*** Opening Excerpt provided ***

Russian elite received experimental Covid-19 vaccine in April, reports say

Russia's Sechenov University last week presented the results of the first stage of human trials of a Covid-19 vaccine developed by the Gamalei Insitute - Yuri Kochetkov/AFP
Russia's Sechenov University last week presented the results of the first stage of human trials of a Covid-19 vaccine developed by the Gamalei Insitute - Yuri Kochetkov/AFP

Scores of top Russian government officials and executives got shots of Russia’s experimental coronavirus vaccine as early as in April before human trials started, the Bloomberg news agency reported on Monday.

Reports came a few days after the UK government said it had evidence that Russian government-connected cyber hackers had been trying to steal research from two British labs which have been developing Covid-19 vaccines.

Bloomberg quotes several unnamed sources as saying that billionaire tycoons as well as executives at aluminum giant Rusal, owned by billionaire Oleg Deripaska, got access to an experimental vaccine developed by the Gamalei Institute in Moscow.

Bloomberg said that dozens of those people have confirmed that they got the shots but none of them would allow their names to be published.

The programme involved hundreds of people but it is not clear how participants were selected. The Bell, a well-respected media outlet, said on Monday that it was aware of at least one case when a person was offered the experimental vaccine. The unnamed person was administered two shots, and ran up fever after the first one.

One member of Russia’s business elite who previously said publicly he and his family received the vaccine is Kirill Dmitriev, a close ally of President Vladimir Putin who leads Russia’s sovereign wealth fund that has bankrolled the vaccine development at the Gamalei Institute.

*** Closing Excerpt provided ***
*** Opening Extracted entries ***

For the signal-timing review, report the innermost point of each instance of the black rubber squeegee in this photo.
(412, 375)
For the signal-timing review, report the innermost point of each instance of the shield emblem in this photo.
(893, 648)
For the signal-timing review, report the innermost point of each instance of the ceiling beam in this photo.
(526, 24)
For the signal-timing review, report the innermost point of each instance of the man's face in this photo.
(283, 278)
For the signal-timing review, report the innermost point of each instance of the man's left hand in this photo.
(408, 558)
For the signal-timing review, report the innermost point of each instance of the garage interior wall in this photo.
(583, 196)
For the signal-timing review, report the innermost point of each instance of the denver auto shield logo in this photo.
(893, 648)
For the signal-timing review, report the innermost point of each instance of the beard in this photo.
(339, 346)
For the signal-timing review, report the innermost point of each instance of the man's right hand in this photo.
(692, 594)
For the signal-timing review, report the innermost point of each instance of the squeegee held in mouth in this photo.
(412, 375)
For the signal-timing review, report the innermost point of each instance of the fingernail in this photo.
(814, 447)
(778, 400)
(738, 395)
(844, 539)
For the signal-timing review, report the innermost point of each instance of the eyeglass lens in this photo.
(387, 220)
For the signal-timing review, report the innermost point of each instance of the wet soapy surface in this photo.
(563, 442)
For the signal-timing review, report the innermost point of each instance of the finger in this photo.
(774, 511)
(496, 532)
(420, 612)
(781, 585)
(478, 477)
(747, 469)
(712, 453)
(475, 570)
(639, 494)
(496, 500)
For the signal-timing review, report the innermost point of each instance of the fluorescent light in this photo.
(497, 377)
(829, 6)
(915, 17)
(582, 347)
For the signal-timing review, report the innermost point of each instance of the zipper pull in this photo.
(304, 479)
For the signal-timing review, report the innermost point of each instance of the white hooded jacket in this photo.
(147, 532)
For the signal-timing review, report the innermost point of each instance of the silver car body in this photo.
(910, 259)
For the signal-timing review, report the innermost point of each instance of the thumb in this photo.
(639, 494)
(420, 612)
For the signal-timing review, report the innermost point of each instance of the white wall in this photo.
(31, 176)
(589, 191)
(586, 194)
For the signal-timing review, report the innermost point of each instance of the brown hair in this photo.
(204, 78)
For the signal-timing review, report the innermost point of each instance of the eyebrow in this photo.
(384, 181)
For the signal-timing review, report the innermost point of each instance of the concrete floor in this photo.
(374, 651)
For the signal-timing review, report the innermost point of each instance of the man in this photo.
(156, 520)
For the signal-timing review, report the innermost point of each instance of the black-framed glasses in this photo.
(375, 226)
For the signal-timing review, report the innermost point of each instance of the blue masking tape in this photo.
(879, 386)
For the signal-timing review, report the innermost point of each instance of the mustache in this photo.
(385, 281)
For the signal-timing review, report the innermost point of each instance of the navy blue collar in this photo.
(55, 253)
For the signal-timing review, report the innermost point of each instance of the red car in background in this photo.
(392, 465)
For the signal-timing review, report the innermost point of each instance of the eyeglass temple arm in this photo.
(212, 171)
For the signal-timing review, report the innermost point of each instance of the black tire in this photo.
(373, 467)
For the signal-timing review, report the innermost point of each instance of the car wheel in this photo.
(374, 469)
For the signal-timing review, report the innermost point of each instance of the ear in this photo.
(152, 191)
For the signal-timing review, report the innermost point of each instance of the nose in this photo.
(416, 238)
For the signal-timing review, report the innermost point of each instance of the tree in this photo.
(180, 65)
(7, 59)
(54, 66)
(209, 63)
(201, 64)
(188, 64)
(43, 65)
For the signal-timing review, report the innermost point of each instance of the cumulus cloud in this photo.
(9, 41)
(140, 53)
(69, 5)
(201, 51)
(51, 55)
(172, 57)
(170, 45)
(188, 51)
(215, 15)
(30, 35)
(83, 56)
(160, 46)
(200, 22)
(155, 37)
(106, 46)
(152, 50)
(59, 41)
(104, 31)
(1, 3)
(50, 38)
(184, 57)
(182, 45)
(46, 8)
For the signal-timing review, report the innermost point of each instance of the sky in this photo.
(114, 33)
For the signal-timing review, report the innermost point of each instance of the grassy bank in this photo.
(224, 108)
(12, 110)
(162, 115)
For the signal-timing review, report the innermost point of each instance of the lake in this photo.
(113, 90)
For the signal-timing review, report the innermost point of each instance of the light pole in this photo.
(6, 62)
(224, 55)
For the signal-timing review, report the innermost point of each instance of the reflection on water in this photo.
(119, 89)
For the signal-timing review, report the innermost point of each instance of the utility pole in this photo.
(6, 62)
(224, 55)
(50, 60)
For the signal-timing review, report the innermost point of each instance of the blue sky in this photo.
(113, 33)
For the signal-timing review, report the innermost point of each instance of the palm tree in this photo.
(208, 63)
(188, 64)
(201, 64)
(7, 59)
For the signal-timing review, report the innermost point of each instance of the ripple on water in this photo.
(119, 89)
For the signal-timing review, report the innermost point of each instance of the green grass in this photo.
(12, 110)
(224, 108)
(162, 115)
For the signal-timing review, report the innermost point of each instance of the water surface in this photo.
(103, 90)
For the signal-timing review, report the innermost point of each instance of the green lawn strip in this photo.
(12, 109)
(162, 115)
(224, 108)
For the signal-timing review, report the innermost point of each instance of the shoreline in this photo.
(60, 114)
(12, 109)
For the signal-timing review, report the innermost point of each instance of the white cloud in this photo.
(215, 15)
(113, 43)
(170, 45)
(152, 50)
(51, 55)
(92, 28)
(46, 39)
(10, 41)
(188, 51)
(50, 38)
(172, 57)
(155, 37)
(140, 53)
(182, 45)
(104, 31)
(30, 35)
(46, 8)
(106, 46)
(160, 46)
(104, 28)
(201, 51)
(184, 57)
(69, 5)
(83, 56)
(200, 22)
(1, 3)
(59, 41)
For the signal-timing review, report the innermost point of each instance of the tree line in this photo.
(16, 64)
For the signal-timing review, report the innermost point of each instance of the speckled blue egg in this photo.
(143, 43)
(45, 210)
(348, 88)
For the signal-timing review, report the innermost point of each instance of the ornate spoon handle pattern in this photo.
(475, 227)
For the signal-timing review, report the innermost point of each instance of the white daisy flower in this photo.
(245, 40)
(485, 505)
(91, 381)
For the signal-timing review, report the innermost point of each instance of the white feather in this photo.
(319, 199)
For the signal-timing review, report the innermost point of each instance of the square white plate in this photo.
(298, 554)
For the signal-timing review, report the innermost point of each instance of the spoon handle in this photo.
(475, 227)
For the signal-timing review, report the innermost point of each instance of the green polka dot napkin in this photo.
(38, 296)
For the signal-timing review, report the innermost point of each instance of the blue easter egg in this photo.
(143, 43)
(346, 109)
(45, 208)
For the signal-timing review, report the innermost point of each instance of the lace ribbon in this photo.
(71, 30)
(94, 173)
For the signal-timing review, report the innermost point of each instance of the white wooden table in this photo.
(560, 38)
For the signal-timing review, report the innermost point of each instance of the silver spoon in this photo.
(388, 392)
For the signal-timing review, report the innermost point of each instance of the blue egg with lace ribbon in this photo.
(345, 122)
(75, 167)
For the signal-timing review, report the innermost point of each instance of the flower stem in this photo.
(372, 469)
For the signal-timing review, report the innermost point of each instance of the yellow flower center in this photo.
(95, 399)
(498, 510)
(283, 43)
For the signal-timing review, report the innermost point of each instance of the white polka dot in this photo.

*** Closing Extracted entries ***

Problem details — In the article about Russian officials receiving an experimental Covid-19 vaccine, what organization does Kirill Dmitriev lead?

Solution to the problem — Russia's sovereign wealth fund, which bankrolled the vaccine's development at the Gamalei Institute.